[Required action] Word for word, restate all of the records.

----

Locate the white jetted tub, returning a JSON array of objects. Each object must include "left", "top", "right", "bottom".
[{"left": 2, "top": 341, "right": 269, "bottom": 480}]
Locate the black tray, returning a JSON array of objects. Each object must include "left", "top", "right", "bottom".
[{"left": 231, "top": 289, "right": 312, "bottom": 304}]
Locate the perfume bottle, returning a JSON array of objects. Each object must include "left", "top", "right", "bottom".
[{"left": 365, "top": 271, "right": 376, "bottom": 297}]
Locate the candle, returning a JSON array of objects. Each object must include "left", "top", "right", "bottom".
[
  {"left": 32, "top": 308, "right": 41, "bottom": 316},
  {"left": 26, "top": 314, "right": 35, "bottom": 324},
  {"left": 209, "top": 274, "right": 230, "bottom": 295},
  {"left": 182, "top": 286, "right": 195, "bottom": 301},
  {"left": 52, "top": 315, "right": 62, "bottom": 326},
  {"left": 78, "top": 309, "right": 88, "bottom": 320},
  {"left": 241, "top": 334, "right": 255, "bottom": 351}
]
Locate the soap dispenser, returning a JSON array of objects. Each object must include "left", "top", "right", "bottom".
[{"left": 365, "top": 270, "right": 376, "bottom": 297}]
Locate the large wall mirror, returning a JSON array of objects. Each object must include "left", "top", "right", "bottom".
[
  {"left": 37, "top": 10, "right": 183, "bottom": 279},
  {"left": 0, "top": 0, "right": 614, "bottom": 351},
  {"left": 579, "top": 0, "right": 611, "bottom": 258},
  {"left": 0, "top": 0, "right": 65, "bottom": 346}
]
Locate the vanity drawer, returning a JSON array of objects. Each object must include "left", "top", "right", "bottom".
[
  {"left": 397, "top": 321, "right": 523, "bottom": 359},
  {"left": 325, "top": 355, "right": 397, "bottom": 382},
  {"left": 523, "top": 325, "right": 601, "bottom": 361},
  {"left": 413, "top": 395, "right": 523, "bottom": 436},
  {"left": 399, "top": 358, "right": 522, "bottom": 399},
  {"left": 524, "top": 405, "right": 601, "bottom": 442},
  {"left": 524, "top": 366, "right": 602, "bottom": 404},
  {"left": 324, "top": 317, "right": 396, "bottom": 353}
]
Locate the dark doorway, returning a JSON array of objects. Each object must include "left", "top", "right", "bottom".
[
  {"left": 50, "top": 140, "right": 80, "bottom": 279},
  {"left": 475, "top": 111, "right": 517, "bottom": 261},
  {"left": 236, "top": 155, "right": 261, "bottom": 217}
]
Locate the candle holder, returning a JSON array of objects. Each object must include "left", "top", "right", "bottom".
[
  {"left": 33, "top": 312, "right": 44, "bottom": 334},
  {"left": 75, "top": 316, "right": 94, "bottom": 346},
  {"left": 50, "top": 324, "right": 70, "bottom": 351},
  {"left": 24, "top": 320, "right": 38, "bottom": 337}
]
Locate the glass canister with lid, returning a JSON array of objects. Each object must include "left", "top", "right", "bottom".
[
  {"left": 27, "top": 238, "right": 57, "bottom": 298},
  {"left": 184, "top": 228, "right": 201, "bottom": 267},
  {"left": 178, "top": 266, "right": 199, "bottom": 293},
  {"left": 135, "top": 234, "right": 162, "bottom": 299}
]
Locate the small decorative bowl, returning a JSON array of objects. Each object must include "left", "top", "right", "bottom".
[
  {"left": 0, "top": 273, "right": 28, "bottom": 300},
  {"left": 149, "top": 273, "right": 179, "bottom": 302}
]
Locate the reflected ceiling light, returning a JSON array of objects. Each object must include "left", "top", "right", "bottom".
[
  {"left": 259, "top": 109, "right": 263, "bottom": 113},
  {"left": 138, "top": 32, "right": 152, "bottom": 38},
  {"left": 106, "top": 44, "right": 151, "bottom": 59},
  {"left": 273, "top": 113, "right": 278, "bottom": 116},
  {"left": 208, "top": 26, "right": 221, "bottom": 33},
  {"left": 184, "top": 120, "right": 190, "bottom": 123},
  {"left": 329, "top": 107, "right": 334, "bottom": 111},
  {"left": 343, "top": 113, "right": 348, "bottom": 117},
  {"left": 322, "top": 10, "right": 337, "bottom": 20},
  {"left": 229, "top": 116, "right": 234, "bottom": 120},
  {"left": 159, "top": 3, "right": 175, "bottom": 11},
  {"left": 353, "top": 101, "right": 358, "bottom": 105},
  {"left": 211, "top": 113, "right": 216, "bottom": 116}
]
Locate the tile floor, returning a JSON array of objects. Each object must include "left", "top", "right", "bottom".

----

[Answer section]
Locate the white jetted tub, returning a JSON array of objects. Each object must include "left", "top", "right", "bottom".
[{"left": 2, "top": 341, "right": 269, "bottom": 480}]
Locate the black tray, returning a JSON array of objects. Each object must include "left", "top", "right", "bottom".
[{"left": 231, "top": 289, "right": 312, "bottom": 304}]
Locate the perfume bottle, returning a JSON array of objects. Each object must include "left", "top", "right", "bottom".
[{"left": 365, "top": 271, "right": 376, "bottom": 297}]
Locate the candle, returning a JSON array of objects. Each object must include "left", "top", "right", "bottom".
[
  {"left": 32, "top": 308, "right": 41, "bottom": 316},
  {"left": 26, "top": 314, "right": 35, "bottom": 324},
  {"left": 209, "top": 274, "right": 230, "bottom": 295},
  {"left": 182, "top": 286, "right": 195, "bottom": 301},
  {"left": 52, "top": 315, "right": 62, "bottom": 326},
  {"left": 78, "top": 309, "right": 88, "bottom": 320},
  {"left": 241, "top": 334, "right": 255, "bottom": 351}
]
Locate the soap dispenser, returning a JSON array of objects. Each object must include "left", "top", "right", "bottom".
[{"left": 365, "top": 270, "right": 376, "bottom": 297}]
Locate the large wall mirror, returning a JSON array of objects. Each object must include "left", "top", "right", "bottom".
[
  {"left": 37, "top": 10, "right": 183, "bottom": 279},
  {"left": 0, "top": 0, "right": 614, "bottom": 351},
  {"left": 579, "top": 0, "right": 611, "bottom": 258},
  {"left": 0, "top": 0, "right": 65, "bottom": 346}
]
Locate the vanity drawer, returning a JSON array of objects. Each object must include "left", "top", "right", "bottom".
[
  {"left": 397, "top": 321, "right": 523, "bottom": 359},
  {"left": 325, "top": 355, "right": 397, "bottom": 382},
  {"left": 523, "top": 325, "right": 601, "bottom": 361},
  {"left": 413, "top": 395, "right": 523, "bottom": 436},
  {"left": 399, "top": 358, "right": 522, "bottom": 399},
  {"left": 524, "top": 405, "right": 601, "bottom": 442},
  {"left": 524, "top": 366, "right": 602, "bottom": 404},
  {"left": 324, "top": 317, "right": 396, "bottom": 353}
]
Locate the dark doorway, returning a JSON array of objects. Each object must include "left", "top", "right", "bottom".
[
  {"left": 50, "top": 140, "right": 80, "bottom": 279},
  {"left": 475, "top": 111, "right": 517, "bottom": 261},
  {"left": 236, "top": 155, "right": 261, "bottom": 217}
]
Locate the candle holder, returning a JSON array of objects. Each object must include "left", "top", "right", "bottom".
[
  {"left": 33, "top": 312, "right": 44, "bottom": 334},
  {"left": 75, "top": 316, "right": 94, "bottom": 346},
  {"left": 50, "top": 324, "right": 70, "bottom": 351},
  {"left": 24, "top": 320, "right": 38, "bottom": 337}
]
Locate the glass canister with lid, returning a JSON array of objects. Each object must include "left", "top", "right", "bottom".
[
  {"left": 27, "top": 238, "right": 57, "bottom": 298},
  {"left": 184, "top": 228, "right": 201, "bottom": 267},
  {"left": 178, "top": 266, "right": 199, "bottom": 293},
  {"left": 135, "top": 234, "right": 162, "bottom": 299}
]
Locate the small decorative bowl, returning a JSON array of objects. Each object must include "left", "top", "right", "bottom".
[
  {"left": 0, "top": 273, "right": 28, "bottom": 300},
  {"left": 149, "top": 273, "right": 179, "bottom": 302}
]
Locate the reflected ceiling light, returning a JSON array of objects. Each object must include "left", "top", "right", "bottom".
[
  {"left": 259, "top": 109, "right": 263, "bottom": 113},
  {"left": 138, "top": 32, "right": 152, "bottom": 38},
  {"left": 106, "top": 44, "right": 151, "bottom": 59},
  {"left": 273, "top": 113, "right": 278, "bottom": 116},
  {"left": 208, "top": 26, "right": 221, "bottom": 33},
  {"left": 184, "top": 120, "right": 190, "bottom": 123},
  {"left": 329, "top": 107, "right": 334, "bottom": 111},
  {"left": 343, "top": 113, "right": 348, "bottom": 117},
  {"left": 322, "top": 10, "right": 337, "bottom": 20},
  {"left": 229, "top": 116, "right": 234, "bottom": 120},
  {"left": 159, "top": 3, "right": 175, "bottom": 11},
  {"left": 353, "top": 101, "right": 358, "bottom": 105},
  {"left": 211, "top": 113, "right": 216, "bottom": 116}
]
Locate the tile floor, returning a JSON array of objects. Each object must include "left", "top", "right", "bottom".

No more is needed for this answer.